[A block of data]
<<<<

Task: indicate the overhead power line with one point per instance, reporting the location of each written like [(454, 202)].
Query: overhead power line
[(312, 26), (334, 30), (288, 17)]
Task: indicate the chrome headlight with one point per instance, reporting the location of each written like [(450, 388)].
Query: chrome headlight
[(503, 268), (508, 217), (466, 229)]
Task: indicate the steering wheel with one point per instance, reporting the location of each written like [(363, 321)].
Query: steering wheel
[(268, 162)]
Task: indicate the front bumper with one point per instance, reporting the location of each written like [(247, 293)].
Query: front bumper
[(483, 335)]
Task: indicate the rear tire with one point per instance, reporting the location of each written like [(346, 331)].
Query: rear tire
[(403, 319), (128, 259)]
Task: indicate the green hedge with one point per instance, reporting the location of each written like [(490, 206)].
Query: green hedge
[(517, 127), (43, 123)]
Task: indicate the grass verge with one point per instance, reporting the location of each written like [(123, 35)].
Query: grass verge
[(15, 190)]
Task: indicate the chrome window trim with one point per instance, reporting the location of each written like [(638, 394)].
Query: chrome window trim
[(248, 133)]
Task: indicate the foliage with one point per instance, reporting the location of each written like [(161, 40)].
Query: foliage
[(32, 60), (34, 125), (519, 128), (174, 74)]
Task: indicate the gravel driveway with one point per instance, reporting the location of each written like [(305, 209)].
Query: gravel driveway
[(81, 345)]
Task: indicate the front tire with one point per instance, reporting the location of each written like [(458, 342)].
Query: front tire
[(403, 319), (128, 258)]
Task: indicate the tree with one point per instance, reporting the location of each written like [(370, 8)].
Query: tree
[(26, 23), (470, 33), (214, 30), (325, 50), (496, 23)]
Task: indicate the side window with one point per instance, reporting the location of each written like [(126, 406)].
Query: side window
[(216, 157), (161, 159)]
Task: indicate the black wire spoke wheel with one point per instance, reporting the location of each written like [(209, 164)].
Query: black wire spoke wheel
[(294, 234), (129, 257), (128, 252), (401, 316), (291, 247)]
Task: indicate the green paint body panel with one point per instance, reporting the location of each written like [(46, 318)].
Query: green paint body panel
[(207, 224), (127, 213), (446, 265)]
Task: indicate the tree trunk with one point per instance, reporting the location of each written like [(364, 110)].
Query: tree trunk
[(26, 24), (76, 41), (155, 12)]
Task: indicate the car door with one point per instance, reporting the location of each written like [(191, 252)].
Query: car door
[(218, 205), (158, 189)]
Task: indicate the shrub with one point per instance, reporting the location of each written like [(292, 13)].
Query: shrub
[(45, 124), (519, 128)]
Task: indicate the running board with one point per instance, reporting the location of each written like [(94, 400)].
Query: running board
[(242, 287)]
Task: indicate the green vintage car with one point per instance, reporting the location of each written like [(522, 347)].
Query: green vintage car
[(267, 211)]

>>>>

Exercise task:
Switch every "indicate" in the entries above to "mark" and write all of them out again, keeping everything else the same.

Problem solution:
Task: mark the overhead power line with one point per instance, reporting the location of each written like [(454, 202)].
Query: overhead power line
[(312, 26), (334, 30), (288, 17)]
Task: mark the chrome headlight with one point per instance, reporting the location of each written like [(450, 388)].
Query: chrome headlight
[(503, 268), (508, 217), (466, 229)]
Task: mark the steering wheel with one point per instance, reporting the location of each written like [(363, 321)].
Query: steering wheel
[(268, 162)]
Task: mark the front bumper with one point per instance, reporting the location of each written like [(247, 293)].
Query: front bumper
[(483, 335)]
Task: mark the rear tire with one point per instance, reporting the location of each written like [(346, 331)].
Query: rear tire
[(403, 319), (128, 259)]
Task: mark the green hedge with one point per instance, reporting the location of each written like [(490, 206)].
Query: green hedge
[(517, 127), (43, 123)]
Task: mark the grass verge with one point per instance, reporting the location of each written like [(123, 35)].
Query: grass verge
[(15, 190)]
Task: mark the chrome window trim with one point per instance, reporting the location of each written like [(638, 394)].
Query: chrome window trim
[(248, 133)]
Task: mark the foliage with one point per instance, reporting the location of each written like [(161, 40)].
Query: foliage
[(32, 60), (34, 125), (519, 128), (174, 74)]
Task: mark the gravel driveway with one point per instance, reporting the location of each written like [(305, 209)].
Query: gravel driveway
[(81, 345)]
Task: mark the front tire with one point per instance, reporting the location of each written like [(458, 342)].
Query: front tire
[(403, 319), (128, 258)]
Task: mark the tree with one point per instance, reporting the location of each written like [(370, 8)].
Query: tree
[(26, 23), (470, 33), (214, 30), (325, 50), (496, 23)]
Task: mark the side window with one point per instance, reporting the location of each written like [(126, 406)].
Query: side window
[(216, 157), (161, 159)]
Task: mark the black wire spoke wheel with one point per instance, reporting the location of each written like [(209, 164)].
Query: black wire spoke wheel
[(294, 234), (129, 257), (128, 252), (401, 316), (291, 247)]
Task: mark the green paint body panel with one point per instance, reporting the location of each written like [(46, 318)].
Query: green paint body panel
[(207, 224), (127, 213), (446, 265)]
Task: mark the tree trunk with one point per instance, reporting the location of each written like [(364, 110)].
Query: tree trunk
[(26, 24), (76, 41), (155, 12)]
Task: mark the car door with one point per instance, reporting the location of each written like [(191, 252)].
Query: car door
[(218, 205), (158, 189)]
Task: mark the shrub with one point per instance, reporting the location of each written like [(292, 13)].
Query: shrub
[(45, 124), (519, 128)]
Task: mark the running board with one point per instance, reporting the location of each written like [(94, 400)].
Query: running board
[(242, 287)]
Task: mark the green vintage car with one point per instance, reporting the location of each written like [(522, 347)].
Query: green vintage car
[(267, 211)]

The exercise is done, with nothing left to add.